The request >> Render the records below as a Markdown table with the columns Row and Line. Include everything from the line containing "Find the **yellow" down to and including the line containing "[[110,82],[110,83],[109,83],[108,85],[113,85],[115,83],[115,82]]", give each line its own numbered row, and skip any blank lines.

--- Begin Records to use ---

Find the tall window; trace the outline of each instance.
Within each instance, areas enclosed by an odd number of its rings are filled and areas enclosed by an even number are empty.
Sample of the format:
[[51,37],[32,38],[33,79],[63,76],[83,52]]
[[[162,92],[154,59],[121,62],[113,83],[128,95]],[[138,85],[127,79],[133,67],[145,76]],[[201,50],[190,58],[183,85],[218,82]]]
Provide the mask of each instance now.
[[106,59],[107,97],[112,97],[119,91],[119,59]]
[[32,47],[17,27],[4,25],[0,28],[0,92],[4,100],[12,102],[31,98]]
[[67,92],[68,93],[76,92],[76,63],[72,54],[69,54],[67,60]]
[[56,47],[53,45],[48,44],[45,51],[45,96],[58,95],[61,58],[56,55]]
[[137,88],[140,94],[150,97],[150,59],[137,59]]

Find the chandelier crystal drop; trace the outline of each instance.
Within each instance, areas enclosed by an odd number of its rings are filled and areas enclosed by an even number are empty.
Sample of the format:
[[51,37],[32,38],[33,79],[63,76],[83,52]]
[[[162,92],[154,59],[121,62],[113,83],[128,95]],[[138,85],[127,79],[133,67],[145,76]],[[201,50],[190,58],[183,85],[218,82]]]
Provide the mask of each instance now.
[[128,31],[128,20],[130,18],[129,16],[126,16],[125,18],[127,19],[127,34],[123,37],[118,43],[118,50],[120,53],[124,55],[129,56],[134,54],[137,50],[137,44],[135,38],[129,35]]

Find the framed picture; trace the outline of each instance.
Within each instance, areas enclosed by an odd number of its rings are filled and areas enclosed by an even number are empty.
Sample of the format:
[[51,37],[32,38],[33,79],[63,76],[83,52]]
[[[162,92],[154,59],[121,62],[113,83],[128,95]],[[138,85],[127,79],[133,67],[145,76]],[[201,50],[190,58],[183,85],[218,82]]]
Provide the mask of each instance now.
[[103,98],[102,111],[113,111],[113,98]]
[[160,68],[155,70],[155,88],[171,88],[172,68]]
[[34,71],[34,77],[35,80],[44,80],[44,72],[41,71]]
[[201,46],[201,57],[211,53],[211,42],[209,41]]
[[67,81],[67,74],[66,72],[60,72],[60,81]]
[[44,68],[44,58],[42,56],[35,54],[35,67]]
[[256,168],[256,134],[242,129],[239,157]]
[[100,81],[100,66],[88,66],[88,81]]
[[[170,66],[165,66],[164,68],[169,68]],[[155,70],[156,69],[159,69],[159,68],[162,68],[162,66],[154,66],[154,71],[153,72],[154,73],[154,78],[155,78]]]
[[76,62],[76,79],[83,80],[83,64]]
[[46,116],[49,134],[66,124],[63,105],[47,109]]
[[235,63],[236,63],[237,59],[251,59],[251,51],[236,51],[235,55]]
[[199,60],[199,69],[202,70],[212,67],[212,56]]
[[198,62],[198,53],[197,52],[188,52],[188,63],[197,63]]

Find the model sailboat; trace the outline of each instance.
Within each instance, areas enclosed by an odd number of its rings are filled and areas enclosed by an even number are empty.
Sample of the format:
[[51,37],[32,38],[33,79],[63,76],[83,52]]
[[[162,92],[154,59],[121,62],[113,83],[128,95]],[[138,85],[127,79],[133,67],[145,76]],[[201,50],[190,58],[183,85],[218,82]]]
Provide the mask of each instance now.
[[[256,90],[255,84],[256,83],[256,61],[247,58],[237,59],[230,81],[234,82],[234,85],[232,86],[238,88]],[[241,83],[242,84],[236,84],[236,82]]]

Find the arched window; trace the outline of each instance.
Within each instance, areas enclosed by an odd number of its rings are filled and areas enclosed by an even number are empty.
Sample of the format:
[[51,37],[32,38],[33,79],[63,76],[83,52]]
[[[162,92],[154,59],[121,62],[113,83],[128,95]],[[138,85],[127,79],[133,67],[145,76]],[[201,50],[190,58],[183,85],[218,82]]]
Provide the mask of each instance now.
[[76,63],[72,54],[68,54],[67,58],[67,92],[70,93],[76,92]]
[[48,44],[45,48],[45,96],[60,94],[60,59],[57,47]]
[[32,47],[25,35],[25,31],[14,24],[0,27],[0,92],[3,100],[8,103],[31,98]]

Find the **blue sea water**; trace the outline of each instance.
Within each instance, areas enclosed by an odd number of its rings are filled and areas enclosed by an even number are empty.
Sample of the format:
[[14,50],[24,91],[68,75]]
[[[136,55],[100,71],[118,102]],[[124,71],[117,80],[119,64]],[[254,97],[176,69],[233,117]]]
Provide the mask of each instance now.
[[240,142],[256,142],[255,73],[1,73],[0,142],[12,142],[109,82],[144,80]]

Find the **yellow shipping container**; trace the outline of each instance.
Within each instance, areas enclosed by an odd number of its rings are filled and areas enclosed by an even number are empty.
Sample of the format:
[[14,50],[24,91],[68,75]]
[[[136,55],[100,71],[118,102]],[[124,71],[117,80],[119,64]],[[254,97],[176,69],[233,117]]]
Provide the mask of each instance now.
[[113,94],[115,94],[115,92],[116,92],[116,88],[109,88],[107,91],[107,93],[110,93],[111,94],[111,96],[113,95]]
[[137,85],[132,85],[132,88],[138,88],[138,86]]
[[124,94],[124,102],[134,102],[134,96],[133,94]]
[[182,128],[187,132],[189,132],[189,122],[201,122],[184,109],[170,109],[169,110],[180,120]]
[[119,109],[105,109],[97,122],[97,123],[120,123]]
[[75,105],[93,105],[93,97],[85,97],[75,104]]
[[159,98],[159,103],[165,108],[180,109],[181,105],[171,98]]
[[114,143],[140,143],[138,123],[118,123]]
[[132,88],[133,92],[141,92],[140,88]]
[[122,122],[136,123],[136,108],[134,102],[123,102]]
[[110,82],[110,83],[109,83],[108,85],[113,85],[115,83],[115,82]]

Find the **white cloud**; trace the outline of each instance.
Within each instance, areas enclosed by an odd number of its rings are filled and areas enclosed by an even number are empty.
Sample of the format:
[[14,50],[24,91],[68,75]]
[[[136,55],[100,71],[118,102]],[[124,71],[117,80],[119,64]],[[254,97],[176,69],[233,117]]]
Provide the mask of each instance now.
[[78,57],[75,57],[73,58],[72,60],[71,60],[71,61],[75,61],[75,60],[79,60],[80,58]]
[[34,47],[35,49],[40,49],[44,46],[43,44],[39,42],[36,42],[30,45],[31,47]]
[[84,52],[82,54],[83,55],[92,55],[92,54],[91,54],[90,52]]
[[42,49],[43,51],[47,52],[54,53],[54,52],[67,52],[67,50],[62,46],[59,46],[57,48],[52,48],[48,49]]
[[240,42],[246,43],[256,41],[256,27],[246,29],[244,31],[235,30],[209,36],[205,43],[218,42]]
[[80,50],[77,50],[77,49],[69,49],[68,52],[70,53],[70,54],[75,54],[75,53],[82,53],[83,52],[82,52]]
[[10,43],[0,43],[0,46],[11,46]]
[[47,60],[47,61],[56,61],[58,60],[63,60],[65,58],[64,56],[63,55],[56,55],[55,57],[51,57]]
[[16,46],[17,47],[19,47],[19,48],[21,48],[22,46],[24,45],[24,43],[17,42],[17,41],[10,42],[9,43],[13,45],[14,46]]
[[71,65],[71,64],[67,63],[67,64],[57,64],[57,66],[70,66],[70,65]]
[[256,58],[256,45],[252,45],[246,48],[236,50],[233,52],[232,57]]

--- End Records to use ---

Result of this task >>
| Row | Line |
|---|---|
| 1 | Find the **yellow shipping container**; trace the outline of each instance. |
| 2 | Within each instance, areas enclosed by an odd number of its rings are filled and areas enclosed by an even number are empty. |
| 3 | Sample of the format: |
| 4 | [[14,50],[24,91],[68,75]] |
| 5 | [[[136,55],[100,71],[118,102]],[[124,71],[117,80],[119,64]],[[254,97],[176,69],[233,117]]] |
| 6 | Provide the mask of each instance now. |
| 7 | [[113,94],[115,94],[115,92],[116,92],[116,88],[109,88],[107,91],[107,93],[110,93],[111,94],[111,96],[113,95]] |
| 8 | [[137,85],[132,85],[132,88],[138,88],[138,86]] |
| 9 | [[124,94],[124,102],[134,102],[134,96],[133,94]] |
| 10 | [[182,128],[187,132],[189,132],[189,122],[201,122],[184,109],[170,109],[169,110],[180,120]] |
| 11 | [[119,109],[105,109],[97,122],[97,123],[120,123]] |
| 12 | [[75,105],[93,105],[93,97],[85,97],[75,104]] |
| 13 | [[159,98],[159,103],[165,108],[180,109],[181,105],[171,98]] |
| 14 | [[114,143],[140,143],[138,123],[118,123]] |
| 15 | [[132,88],[133,92],[141,92],[140,88]] |
| 16 | [[122,122],[136,123],[136,108],[134,102],[123,102]] |
| 17 | [[110,82],[110,83],[109,83],[108,85],[113,85],[115,83],[115,82]] |